THE TASK | All of the entries need to be repeated exactly. Leave nothing out.

** RECORDS FOR THIS TASK follows **

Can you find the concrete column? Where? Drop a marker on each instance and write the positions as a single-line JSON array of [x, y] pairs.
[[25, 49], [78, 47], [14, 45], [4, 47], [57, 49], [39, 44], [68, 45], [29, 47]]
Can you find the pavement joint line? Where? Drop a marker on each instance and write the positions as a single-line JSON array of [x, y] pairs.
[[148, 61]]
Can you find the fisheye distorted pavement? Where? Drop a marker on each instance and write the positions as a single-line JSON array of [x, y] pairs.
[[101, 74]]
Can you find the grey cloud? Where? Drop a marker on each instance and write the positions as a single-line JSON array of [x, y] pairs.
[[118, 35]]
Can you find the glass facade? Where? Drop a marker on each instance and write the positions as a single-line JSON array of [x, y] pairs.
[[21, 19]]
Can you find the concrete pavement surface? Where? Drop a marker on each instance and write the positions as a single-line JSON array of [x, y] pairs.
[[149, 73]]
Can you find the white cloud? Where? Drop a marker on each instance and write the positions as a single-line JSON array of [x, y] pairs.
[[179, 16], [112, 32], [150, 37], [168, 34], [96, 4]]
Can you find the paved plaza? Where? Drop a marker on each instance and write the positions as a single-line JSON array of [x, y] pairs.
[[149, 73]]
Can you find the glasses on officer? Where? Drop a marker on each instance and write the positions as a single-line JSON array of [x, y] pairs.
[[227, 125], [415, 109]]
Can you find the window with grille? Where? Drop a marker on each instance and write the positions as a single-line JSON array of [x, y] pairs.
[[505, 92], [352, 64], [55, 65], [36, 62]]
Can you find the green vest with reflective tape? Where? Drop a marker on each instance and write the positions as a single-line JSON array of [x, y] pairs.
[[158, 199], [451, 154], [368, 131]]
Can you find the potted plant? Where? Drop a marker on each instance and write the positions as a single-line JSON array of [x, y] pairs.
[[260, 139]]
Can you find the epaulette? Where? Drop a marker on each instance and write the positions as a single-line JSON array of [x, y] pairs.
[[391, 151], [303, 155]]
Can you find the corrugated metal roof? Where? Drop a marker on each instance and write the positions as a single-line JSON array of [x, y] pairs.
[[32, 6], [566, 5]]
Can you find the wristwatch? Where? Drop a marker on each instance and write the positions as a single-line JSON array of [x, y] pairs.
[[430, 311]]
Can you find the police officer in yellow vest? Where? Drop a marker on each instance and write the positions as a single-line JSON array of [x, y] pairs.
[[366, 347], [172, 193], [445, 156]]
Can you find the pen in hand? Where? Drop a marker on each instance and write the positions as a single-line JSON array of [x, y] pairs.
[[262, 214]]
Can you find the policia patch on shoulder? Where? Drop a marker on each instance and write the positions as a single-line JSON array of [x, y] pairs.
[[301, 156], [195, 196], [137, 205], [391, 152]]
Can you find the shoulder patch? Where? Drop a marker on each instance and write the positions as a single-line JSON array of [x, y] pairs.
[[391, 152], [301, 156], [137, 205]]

** End of RECORDS FOR THIS TASK **

OUTPUT OF THE TASK |
Can you find the concrete column? Where? Drop a marker on each instance and write the positions as a single-line JSON array of [x, y] pairs.
[[25, 49], [78, 47], [14, 45], [4, 47], [57, 49], [39, 44], [68, 45], [29, 47]]
Can you find the pavement joint line? Where? Drop a marker on each instance and write the positions as a single-line JSON array of [x, y] pairs.
[[148, 61]]
Can you find the fisheye distorted pavement? Where? Drop a marker on each instance and write the positions as a single-line JSON array of [x, y] pairs.
[[101, 74]]
Can you find the grey cloud? Where? Drop a marker on each instance and write the positions as a single-line JSON array of [x, y] pairs.
[[118, 35]]
Can you find the glass facade? Where? Drop a marker on each instance and write the positions as a single-line JSON array of [x, y] pairs.
[[21, 19]]
Can you find the concrete pavement surface? Where? Drop a marker on each instance and write the positions as a single-line JSON array of [x, y] pairs.
[[149, 73]]
Can you find the white cloud? Where? Drop a marker on each instance and write the positions as a single-line JSON array of [x, y] pairs.
[[179, 16], [112, 32], [150, 37], [168, 34], [96, 4]]
Can you find the paved plaza? Where? Drop a marker on each instance and write the positions as a single-line JSON array of [x, y] pairs.
[[149, 73]]
Can you find the glasses on officer? Where? Drop a marker on each instance and write the positions as a single-line JSON array of [x, y] pairs.
[[227, 125], [415, 109]]
Can you find the window with grille? Where? Drop a marker on each instance and write the positions as a single-line JSON array of [x, y] pairs.
[[505, 92], [352, 64], [55, 65], [36, 62]]
Can you find the green vest with reflective tape? Where? Drop a marker on each instance and write the positions as a single-line JSON array of [x, y] pairs.
[[158, 199], [451, 154], [368, 131]]
Can you find the potted plant? Where? Drop a marker on each instance and write the positions as a single-line JSON array of [x, y] pairs.
[[260, 139]]
Can you find the epaulette? Where? Drop a marker on each instance and write the positions as a single-line JSON array of [x, y] pairs.
[[391, 151], [303, 155]]
Can you find the corrugated metal roof? Where? Drop a marker on each instance and write the positions as a single-line JSON array of [x, y] pairs.
[[32, 6], [566, 5]]
Can you find the wristwatch? Where? Drop a marker on each instance and write the positions as a single-line JSON array of [x, y] pairs.
[[430, 311]]
Can you find the police officer in yellow vest? Where? Drop a marker on each instance and write the positions as a single-line JSON array of [x, y] pairs.
[[366, 347], [172, 193], [445, 156]]
Can you find the pen in hand? Where? Drop a marker on each instance and write the positions as a single-line JSON array of [x, y] pairs.
[[262, 214]]
Can you find the policia patch on shoulder? Where? Drop a marker on each instance and write the positions as a single-line JSON array of [x, y] pairs.
[[301, 156], [195, 196], [137, 205], [391, 152]]
Can you find the shoulder patch? Where? Drop a marker on each instance and write the positions as a single-line JSON array of [x, y] pairs.
[[391, 152], [301, 156], [137, 205]]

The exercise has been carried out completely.